Görevler -
1. Telefon rehberi üzerine olan yazıya göre, 36 yıllık arkadaşın adı kaç aydır telefondaki "hızlı arananlar" listesinde duruyor?
2. Telefon rehberinden silinemeyen isimler üzerine olan yazıyı kaldığı yerden sürdürün.

Yazı -
Habertürk
    Takipde Kalın!
      Günlük gelişmeleri takip edebilmek için habertürk uygulamasını indirin

        “Dünyanın en zor şeyi, ölen bir arkadaşın adını telefon rehberinden silmektir” dedim bir arkadaşıma geçenlerde.

        Bildiği ama aklına gelmeyen bir şeyi kendisine hatırlatmışım gibi baktı bana.

        Deli bir bakıştı! Belli ki o da aynı dertten mustaripti. “Ben hiç silmiyorum ki” dedi.

        Sesi kayboldu kulaklarımda. İkimiz de o sırada bilincimizde akan şeylere döndük sanırım; daha fazla konuşmadık bu mevzu üzerine.

        ***

        Yakın bir zamanda Hakk’ın rahmetine kavuşmuş tam tamına 36 yıllık bir arkadaşımın, telefonumun “hızlı arananlar” listesindeki adına gitti aklım.

        Dört ay oldu, duruyor hâlâ orada.

Veri Alıntısı -
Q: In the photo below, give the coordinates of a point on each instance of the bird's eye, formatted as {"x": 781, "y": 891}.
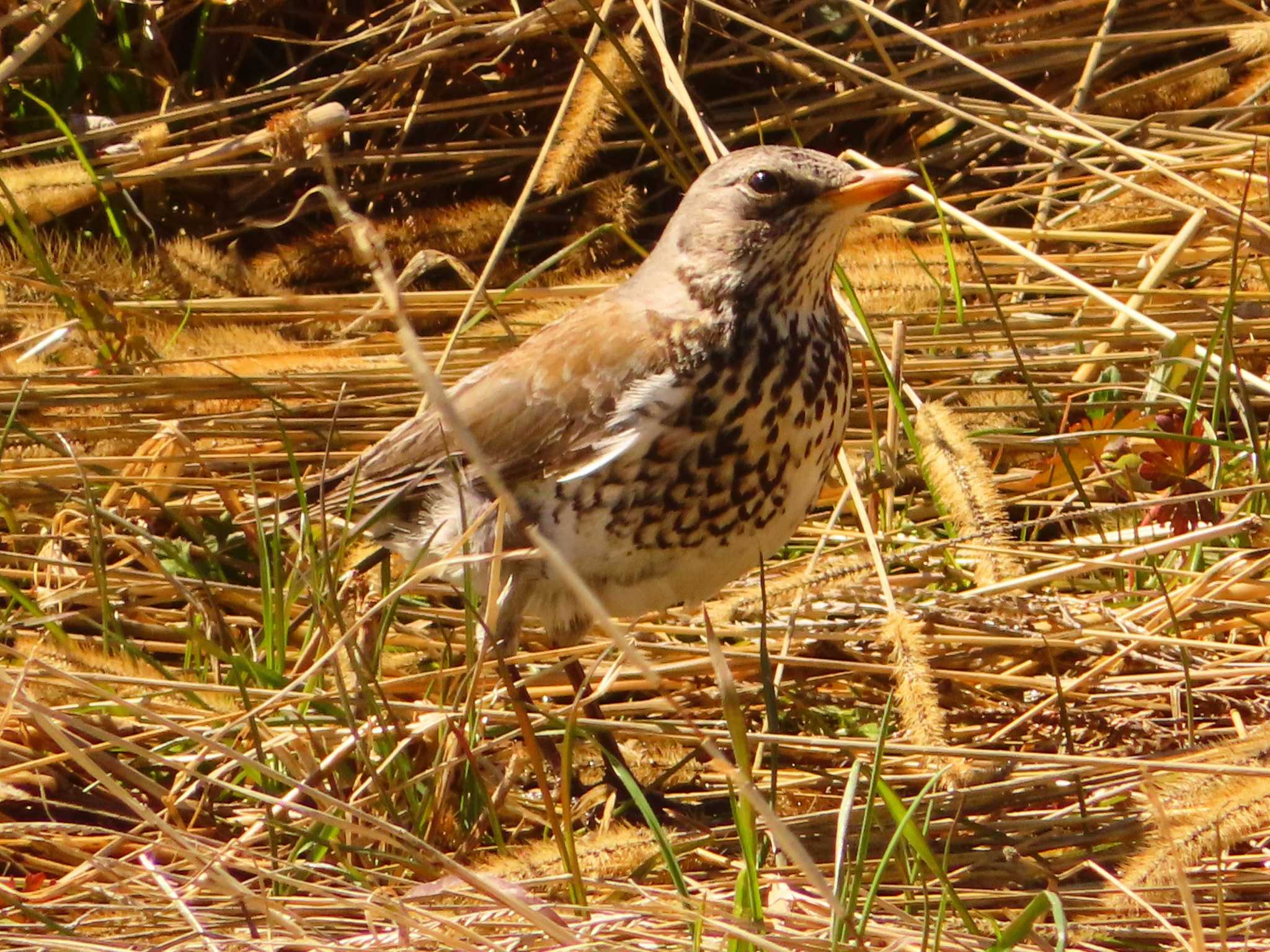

Görev Cevapları -
1. Dört aydır.

2.
        Bir süre önce elim gayri ihtiyari ismine gitmiş, telefonunu çaldırmıştım birkaç kez ve tuhaflığa bakın ki o sırada telefonu açılmıştı.

        Her şey bir rüyada olup bitiyormuş gibi gelmişti bana, ama cevap veren ses onunki değil, geride kalan oğlununkiydi. Zaten telefona cevap vermesini beklemiyordum ondan. Yine de ölmüş birinin çalınan telefonunun açılmış olması tuhafıma gitmişti. Oysa oğlunun da numarası vardı bende. Neden ille de ölen babasının numarasını aramıştım? Bu sorunun cevabını bu yazıyı yazarken de bilmiyorum.

        ***

        Ölüm üzerine birbirinden muhteşem ufuk açıcı paragraflar yazmış olan Elias Canetti, “İnsan, kendi yaşamadığı sürece ölüme hiçbir zaman tam olarak inanmaz” der.

        Ustaya göre insan, ölümü başkalarında yaşar.

        “Başkaları tek tek gözünün önünde ölürler ve ölen her birey, ölüme tanık olanı ölüme inandırır. Ölen, ölüm karşısında duyulan korkuyu besler; o, hayatta kalanın yerine ölmüştür. Yaşayan, öleni kendi yerine çıkarmıştır. Yaşayan, kendini hiçbir zaman ölenle, artık asla kalkmayacak olanla karşılaştığı zamanki kadar büyük hissetmez: O anda artık öleni aşmış gibidir” diye devam eder Canetti.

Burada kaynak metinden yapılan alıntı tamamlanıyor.